## Records shown
+++++
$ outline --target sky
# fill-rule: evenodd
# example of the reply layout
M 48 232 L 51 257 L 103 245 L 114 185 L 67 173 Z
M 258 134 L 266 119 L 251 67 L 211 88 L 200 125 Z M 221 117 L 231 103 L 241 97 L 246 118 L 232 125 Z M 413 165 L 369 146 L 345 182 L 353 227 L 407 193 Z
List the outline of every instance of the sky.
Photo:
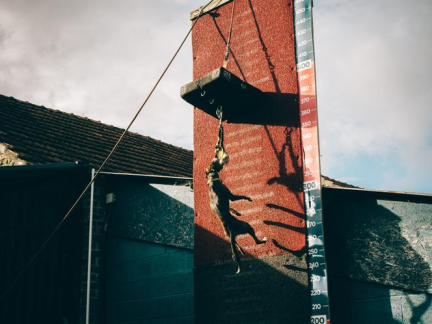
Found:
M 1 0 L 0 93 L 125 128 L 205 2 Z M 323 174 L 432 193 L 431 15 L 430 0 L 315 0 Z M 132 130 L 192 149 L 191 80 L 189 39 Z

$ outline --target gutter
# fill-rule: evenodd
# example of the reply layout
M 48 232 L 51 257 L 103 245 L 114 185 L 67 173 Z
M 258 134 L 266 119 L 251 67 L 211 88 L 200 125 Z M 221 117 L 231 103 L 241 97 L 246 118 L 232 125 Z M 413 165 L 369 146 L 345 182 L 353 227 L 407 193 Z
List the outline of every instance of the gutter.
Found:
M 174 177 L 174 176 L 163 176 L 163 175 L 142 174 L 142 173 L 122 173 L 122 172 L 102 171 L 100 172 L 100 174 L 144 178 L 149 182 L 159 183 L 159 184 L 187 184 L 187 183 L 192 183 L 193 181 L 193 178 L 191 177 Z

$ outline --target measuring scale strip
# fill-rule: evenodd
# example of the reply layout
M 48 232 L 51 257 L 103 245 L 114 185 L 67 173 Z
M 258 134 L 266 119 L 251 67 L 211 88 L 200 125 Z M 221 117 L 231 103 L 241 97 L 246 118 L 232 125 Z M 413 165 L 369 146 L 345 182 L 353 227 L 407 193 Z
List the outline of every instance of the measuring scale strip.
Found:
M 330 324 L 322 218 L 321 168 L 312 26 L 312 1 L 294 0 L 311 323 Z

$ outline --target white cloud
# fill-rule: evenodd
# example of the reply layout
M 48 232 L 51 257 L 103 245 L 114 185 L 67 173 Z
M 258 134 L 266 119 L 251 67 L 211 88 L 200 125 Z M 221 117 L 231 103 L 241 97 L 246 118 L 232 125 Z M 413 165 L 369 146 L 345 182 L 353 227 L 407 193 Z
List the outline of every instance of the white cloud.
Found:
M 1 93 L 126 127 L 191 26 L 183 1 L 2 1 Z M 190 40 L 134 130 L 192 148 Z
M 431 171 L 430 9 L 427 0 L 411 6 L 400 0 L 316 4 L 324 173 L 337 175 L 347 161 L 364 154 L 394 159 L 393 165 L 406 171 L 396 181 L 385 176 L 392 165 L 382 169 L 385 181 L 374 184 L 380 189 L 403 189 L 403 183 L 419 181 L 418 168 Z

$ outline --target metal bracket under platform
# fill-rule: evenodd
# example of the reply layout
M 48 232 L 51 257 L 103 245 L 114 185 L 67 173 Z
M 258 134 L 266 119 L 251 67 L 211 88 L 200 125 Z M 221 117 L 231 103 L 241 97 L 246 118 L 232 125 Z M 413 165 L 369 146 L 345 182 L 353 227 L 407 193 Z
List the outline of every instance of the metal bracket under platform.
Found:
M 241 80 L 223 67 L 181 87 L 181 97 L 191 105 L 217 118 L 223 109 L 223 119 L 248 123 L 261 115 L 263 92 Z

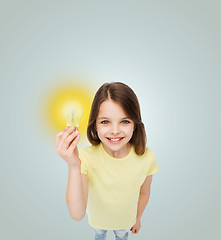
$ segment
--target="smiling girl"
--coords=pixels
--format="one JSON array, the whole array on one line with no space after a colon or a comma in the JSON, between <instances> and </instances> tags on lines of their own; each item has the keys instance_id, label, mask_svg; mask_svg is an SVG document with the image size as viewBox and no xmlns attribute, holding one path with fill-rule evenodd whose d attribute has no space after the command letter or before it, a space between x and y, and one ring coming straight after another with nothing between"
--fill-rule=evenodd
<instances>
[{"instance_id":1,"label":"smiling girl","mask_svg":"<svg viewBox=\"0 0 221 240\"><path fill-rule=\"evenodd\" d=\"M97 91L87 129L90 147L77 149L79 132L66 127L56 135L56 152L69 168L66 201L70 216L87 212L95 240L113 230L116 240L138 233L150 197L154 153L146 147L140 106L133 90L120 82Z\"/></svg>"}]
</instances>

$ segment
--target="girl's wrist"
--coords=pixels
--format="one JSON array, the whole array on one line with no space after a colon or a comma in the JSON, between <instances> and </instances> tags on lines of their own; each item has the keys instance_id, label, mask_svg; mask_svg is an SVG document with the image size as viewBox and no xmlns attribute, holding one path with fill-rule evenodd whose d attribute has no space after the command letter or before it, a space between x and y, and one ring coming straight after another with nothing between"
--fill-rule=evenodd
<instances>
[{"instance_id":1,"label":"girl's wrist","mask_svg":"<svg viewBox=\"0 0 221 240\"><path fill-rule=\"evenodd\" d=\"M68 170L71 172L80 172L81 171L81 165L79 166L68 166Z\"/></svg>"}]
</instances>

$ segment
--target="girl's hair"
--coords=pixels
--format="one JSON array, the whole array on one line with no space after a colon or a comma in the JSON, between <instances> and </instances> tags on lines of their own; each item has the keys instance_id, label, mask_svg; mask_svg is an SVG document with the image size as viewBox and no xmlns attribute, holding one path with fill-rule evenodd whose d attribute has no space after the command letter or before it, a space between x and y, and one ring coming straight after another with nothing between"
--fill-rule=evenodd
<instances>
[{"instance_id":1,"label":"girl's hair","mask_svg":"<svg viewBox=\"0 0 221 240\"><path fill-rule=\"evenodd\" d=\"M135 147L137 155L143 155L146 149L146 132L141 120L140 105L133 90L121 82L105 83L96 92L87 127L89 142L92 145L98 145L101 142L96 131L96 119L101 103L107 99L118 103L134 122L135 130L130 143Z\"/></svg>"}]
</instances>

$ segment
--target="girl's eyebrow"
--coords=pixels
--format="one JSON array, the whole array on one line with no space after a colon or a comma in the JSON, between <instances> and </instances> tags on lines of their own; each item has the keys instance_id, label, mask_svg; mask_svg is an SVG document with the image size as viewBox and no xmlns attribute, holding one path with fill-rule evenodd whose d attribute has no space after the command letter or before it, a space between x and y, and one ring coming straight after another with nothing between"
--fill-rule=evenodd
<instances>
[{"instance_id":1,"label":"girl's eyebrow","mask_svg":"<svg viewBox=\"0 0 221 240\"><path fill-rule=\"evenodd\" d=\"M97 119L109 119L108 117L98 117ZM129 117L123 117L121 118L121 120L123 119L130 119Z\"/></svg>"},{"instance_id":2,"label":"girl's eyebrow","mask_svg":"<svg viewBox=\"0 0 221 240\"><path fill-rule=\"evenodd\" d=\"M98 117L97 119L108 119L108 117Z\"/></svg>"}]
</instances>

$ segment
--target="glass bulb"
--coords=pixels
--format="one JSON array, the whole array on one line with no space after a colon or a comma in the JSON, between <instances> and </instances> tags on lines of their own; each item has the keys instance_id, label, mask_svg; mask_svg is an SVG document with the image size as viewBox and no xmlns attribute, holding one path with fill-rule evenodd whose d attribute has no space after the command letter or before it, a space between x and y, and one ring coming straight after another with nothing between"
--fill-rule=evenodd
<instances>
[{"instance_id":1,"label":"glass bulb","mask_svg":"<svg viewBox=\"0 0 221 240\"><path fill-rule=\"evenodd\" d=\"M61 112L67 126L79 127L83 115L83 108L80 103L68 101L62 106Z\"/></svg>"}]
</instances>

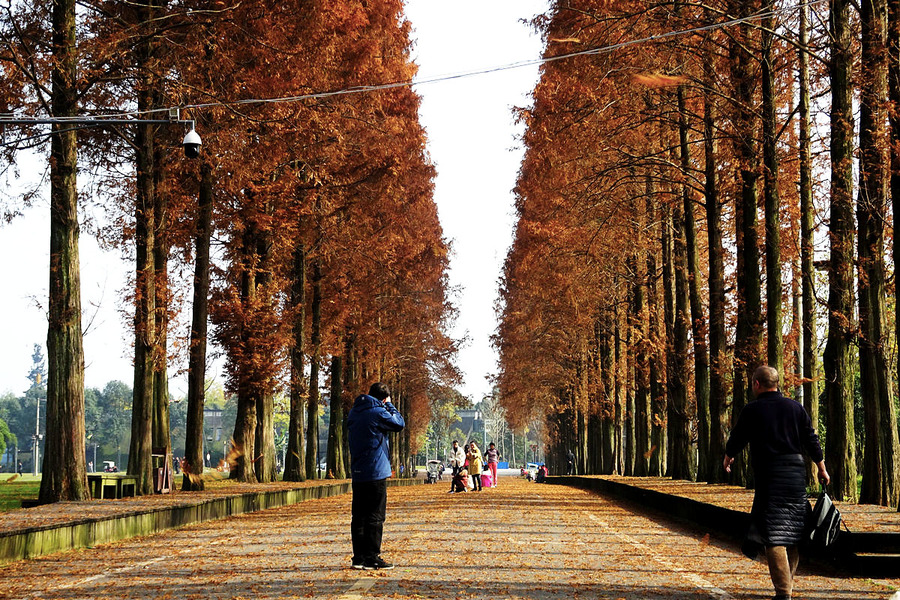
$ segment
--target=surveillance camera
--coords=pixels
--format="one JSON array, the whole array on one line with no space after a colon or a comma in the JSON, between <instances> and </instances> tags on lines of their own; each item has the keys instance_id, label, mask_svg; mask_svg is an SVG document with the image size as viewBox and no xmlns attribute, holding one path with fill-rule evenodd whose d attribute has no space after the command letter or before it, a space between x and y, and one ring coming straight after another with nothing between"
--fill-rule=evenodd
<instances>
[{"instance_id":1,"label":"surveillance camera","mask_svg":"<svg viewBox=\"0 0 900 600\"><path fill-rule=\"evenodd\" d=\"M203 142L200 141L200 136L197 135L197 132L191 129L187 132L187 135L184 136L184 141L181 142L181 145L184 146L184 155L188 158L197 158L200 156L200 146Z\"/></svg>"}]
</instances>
+++++
## Your assignment
Restate word for word each line from the top of the listing down to and including the line that holds "List the outline of every instance of the gutter.". Drop any pictures.

## Task solution
$ outline --target sky
# fill-rule: evenodd
# example of the reply layout
M 48 232 L 51 257 L 103 245 L 114 185 L 67 173 Z
M 258 134 L 266 119 L 251 67 L 211 88 L 200 125 Z M 221 117 L 231 103 L 241 97 L 246 118 L 232 125 Z M 413 165 L 369 146 L 345 182 L 353 227 L 407 193 Z
List the outline of every instance of the sky.
Photo:
Found:
M 1 0 L 0 93 L 125 128 L 205 2 Z M 323 174 L 432 193 L 431 15 L 430 0 L 315 0 Z M 132 130 L 192 149 L 191 80 L 189 39 Z

$ outline --target gutter
# fill-rule: evenodd
# example of the reply layout
M 48 232 L 51 257 L 103 245 L 114 185 L 67 173 Z
M 258 134 L 266 119 L 251 67 L 211 88 L 200 125 Z M 221 117 L 231 103 L 241 97 L 246 118 L 232 125 Z M 413 165 L 369 146 L 345 182 L 353 227 L 407 193 Z
List the outline of every instance of the gutter.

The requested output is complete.